» **What needs to be done**
Below is a block of records; return all of them exactly, but without the images.

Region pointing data
-----
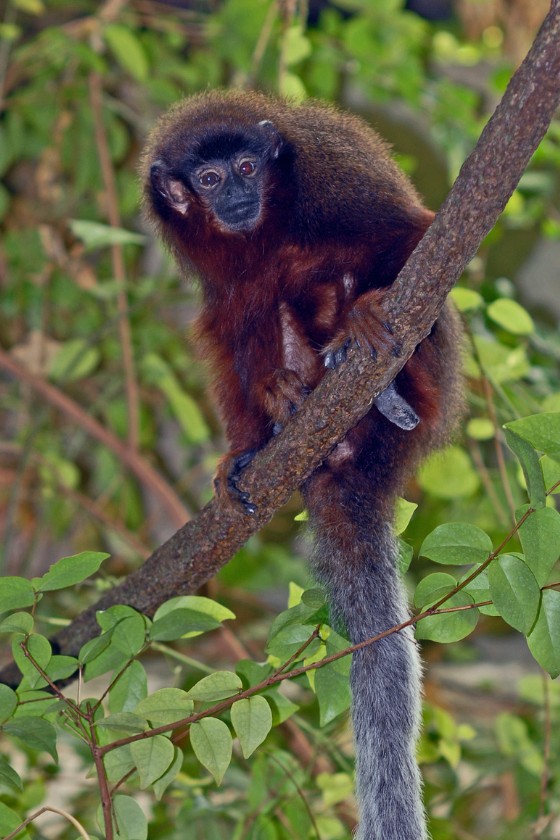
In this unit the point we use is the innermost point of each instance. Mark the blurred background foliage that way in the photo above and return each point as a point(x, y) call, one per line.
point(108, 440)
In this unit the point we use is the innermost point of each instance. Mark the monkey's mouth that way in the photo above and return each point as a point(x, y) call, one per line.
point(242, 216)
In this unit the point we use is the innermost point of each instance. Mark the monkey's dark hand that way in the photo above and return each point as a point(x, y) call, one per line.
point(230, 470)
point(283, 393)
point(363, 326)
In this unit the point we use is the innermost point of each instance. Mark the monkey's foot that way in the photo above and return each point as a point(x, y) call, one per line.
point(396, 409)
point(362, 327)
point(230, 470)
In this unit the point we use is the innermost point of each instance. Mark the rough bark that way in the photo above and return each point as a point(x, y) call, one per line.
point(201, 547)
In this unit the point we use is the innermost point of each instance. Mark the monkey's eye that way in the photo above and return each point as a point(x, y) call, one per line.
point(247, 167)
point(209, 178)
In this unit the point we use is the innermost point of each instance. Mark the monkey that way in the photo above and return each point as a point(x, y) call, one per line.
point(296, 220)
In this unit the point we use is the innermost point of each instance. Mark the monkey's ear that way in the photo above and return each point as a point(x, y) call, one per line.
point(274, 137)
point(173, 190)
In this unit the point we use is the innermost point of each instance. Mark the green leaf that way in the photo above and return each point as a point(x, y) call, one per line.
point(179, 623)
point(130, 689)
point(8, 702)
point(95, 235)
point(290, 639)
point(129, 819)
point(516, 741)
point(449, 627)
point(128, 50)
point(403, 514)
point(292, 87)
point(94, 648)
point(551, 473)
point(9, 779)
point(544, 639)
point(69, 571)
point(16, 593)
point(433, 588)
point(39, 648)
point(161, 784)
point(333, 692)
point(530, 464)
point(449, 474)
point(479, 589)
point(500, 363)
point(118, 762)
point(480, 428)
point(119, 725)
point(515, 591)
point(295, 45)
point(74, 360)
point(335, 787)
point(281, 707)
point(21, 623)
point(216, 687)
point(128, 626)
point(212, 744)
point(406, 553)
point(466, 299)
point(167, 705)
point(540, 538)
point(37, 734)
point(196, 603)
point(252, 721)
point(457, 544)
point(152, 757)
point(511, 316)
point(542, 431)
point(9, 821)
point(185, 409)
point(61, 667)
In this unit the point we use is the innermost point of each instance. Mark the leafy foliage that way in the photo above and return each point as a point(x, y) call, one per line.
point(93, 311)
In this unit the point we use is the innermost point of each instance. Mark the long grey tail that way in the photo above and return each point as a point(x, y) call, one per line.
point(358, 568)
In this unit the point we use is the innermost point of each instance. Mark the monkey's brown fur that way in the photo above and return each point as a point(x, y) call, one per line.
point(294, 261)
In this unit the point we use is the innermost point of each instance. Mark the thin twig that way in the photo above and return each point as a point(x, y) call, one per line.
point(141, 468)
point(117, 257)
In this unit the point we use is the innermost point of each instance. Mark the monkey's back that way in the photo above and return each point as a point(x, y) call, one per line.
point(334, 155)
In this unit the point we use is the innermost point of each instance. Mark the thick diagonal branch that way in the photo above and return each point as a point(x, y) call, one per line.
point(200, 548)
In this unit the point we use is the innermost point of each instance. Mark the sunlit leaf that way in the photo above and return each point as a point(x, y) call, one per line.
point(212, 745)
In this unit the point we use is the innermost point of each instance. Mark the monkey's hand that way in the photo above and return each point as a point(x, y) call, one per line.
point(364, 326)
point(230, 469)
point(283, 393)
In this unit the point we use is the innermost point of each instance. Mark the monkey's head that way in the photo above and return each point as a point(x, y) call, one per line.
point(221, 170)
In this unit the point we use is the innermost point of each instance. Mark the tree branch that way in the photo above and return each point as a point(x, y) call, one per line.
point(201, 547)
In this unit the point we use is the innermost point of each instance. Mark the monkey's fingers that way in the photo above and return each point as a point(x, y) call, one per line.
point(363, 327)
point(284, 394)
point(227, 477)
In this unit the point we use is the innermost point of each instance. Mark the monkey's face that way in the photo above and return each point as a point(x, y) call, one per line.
-----
» **Completed exercise**
In this unit the point we use is the innermost point of each instance. Mark the blurred background foliage that way in the photo above and return each point as a point(x, y) call, one per line.
point(108, 440)
In this unit the point we use is the innermost point of each instance. Mark the monkey's mouth that way in the photo above and return each point as a point(x, y) call, one per line.
point(242, 216)
In this unit the point we use is the innermost point of each instance. Mark the monkey's dark hand that way in the photo above and return each point as a point(x, y) call, one per line.
point(230, 470)
point(283, 393)
point(363, 326)
In this unit the point we use is the innermost point of each instance. Mark the monkey's foot that way in the photo above and return each point as a point(x, y) call, one per line.
point(396, 409)
point(362, 327)
point(230, 470)
In this unit the point we use is the innermost point of each instance. Mark the rough bark that way in the photo above and return each point as a point(x, y) call, one per line.
point(201, 547)
In this unit the point we use is the innermost point of each instance. Mark the monkey's eye that way in the photo above and return each point as a point(x, y) call, one per line.
point(247, 167)
point(209, 178)
In this unit the point we use is the innermost point of each instance. Mark the monkey that way in the photo above and return each point as a point(x, y) call, one per line.
point(296, 220)
In this unit the point we use is the innermost point of each instance. Mark the monkey's ear that way in the photo above and return each point as a point(x, y) call, one per line.
point(274, 137)
point(173, 190)
In this unit the point we use is the innermost point of each instance. Mark the green leaf that way in the photo above and return each point as a point(x, y) call, one per line.
point(179, 623)
point(130, 689)
point(8, 702)
point(95, 235)
point(290, 639)
point(129, 819)
point(516, 741)
point(449, 627)
point(128, 50)
point(403, 514)
point(292, 87)
point(94, 648)
point(551, 473)
point(9, 779)
point(544, 639)
point(69, 571)
point(16, 593)
point(433, 588)
point(39, 648)
point(161, 784)
point(333, 692)
point(530, 464)
point(449, 474)
point(479, 589)
point(500, 363)
point(118, 762)
point(480, 428)
point(119, 725)
point(515, 591)
point(295, 45)
point(74, 360)
point(335, 787)
point(281, 707)
point(21, 623)
point(216, 687)
point(128, 626)
point(212, 744)
point(406, 553)
point(466, 299)
point(167, 705)
point(540, 538)
point(37, 734)
point(196, 603)
point(252, 721)
point(457, 544)
point(152, 757)
point(511, 316)
point(542, 431)
point(9, 821)
point(185, 409)
point(61, 667)
In this unit the point we use is the innermost point of each instance. Mark the leafy foliage that way in the photo above and return each point as a point(x, y) call, one per line.
point(93, 311)
In this unit the point we use is the innermost point of each instance. Mark the long grey tail that way in the photo above and return each point as a point(x, y) call, one per line.
point(358, 568)
In this unit the point we use is the innermost point of each instance. Mark the monkey's brown fur that way in the photo above and return each point as a point(x, y) call, one per line.
point(294, 261)
In this unit the point we use is the innermost point of each instance. Mark the thin twig that way in the photo above and return each point as a point(x, y) call, one per line.
point(141, 468)
point(117, 257)
In this unit the point we use is the innermost point of each instance. Mark the monkey's back that way in the photo above and return each point as a point(x, y) call, one per line.
point(334, 155)
In this unit the point we use is the innermost point of each instance. Mark the thick diagonal branch that way in the photo above and return each point as a point(x, y) call, one per line.
point(200, 548)
In this unit the point we use is the innermost point of each instance. Mark the sunlit leaf that way in the photo above and return each point as a point(x, y) call, one per line.
point(212, 745)
In this unit the point we use is the innermost point of each instance. Mark the monkey's hand that way in the photo above and return each point as a point(x, y) call, one per line.
point(364, 326)
point(230, 469)
point(283, 393)
In this unit the point we use is the innermost point of each instance. Mark the monkey's head that way in the photo above and return each point as a point(x, y) call, one per line.
point(221, 170)
In this unit the point we use is the innermost point of each instance. Mark the tree branch that way in the photo above and return each point as a point(x, y) call, one per line.
point(201, 547)
In this unit the point we use is the innermost point of each instance. Mark the monkey's fingers that way in the photo above and return each point as a point(x, y) call, one per line.
point(363, 327)
point(284, 394)
point(227, 477)
In this unit the point we use is the innermost point of each instance. Mark the monkey's face that way in the photo above and return each point as a point(x, y) call, one per line.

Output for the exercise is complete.